### STATED GOAL
From the listing below, pick out every line that contains the string "logo". Case counts.
---*---
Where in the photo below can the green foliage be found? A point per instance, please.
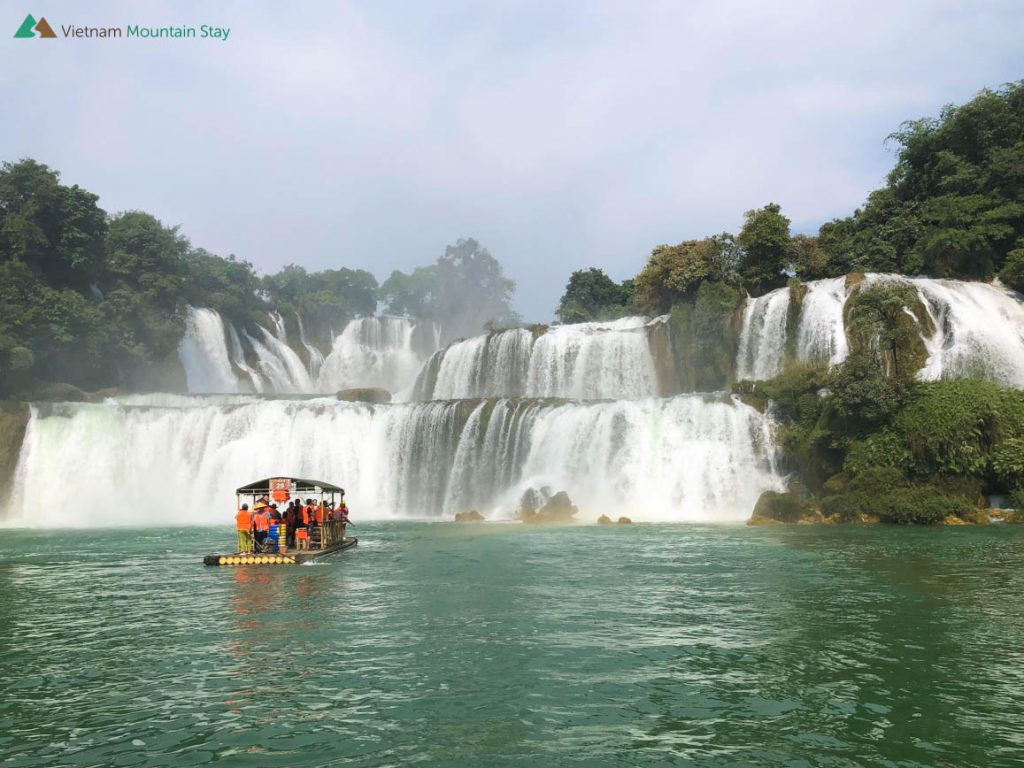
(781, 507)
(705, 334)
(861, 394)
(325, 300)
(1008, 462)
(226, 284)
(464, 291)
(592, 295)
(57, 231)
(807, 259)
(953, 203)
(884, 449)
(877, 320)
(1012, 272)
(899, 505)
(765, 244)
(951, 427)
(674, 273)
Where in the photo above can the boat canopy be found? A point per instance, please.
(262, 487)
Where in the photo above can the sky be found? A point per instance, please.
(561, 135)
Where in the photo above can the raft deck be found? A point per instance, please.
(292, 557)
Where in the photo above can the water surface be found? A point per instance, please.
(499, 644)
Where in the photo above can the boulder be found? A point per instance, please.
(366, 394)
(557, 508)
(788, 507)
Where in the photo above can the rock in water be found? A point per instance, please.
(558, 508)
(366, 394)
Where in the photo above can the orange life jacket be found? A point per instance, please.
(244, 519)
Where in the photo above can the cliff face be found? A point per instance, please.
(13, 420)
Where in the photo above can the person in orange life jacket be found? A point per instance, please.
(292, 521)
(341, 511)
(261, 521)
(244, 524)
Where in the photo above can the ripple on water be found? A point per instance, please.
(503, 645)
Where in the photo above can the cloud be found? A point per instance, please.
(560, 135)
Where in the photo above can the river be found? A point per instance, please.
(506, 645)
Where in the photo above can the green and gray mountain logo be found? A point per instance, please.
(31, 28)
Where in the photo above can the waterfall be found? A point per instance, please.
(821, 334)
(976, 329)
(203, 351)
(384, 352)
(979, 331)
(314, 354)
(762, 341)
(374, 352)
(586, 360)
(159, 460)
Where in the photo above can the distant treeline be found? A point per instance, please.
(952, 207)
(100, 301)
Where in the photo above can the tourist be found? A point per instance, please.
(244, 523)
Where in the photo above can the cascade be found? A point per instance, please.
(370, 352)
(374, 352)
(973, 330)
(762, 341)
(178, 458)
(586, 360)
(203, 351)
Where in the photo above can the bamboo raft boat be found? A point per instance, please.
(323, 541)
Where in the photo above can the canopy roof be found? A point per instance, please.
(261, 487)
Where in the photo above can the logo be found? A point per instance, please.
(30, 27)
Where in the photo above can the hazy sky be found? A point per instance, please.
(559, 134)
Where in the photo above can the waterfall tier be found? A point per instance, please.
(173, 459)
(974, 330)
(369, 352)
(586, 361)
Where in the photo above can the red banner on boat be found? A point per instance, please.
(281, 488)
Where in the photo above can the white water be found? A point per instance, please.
---*---
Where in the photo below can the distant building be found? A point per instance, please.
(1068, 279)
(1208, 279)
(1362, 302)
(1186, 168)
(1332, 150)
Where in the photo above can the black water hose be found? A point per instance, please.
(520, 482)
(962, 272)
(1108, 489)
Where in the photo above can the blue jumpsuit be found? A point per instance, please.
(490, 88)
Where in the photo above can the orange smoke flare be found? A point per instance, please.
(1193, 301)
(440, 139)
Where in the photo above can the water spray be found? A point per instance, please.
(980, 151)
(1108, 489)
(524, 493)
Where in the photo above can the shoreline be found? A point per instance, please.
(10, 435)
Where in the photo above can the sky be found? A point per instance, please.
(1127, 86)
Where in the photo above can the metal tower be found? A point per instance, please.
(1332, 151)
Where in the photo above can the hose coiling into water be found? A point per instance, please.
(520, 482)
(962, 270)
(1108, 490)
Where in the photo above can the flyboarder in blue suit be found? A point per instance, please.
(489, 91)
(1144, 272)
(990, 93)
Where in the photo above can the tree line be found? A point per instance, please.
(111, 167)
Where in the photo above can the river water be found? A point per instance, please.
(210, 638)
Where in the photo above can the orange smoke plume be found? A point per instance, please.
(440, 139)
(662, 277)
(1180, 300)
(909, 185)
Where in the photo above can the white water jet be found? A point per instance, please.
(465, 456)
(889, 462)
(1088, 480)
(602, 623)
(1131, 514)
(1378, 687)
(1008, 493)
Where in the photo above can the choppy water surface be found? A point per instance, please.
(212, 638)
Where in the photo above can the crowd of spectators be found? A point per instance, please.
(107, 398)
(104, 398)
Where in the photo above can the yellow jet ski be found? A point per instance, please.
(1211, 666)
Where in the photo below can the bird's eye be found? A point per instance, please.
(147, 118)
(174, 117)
---*---
### TASK SOLUTION
Where in the photo above can the green and gray mountain logo be found? A point per instance, please.
Where in the photo above can the logo be found? A point per instance, please.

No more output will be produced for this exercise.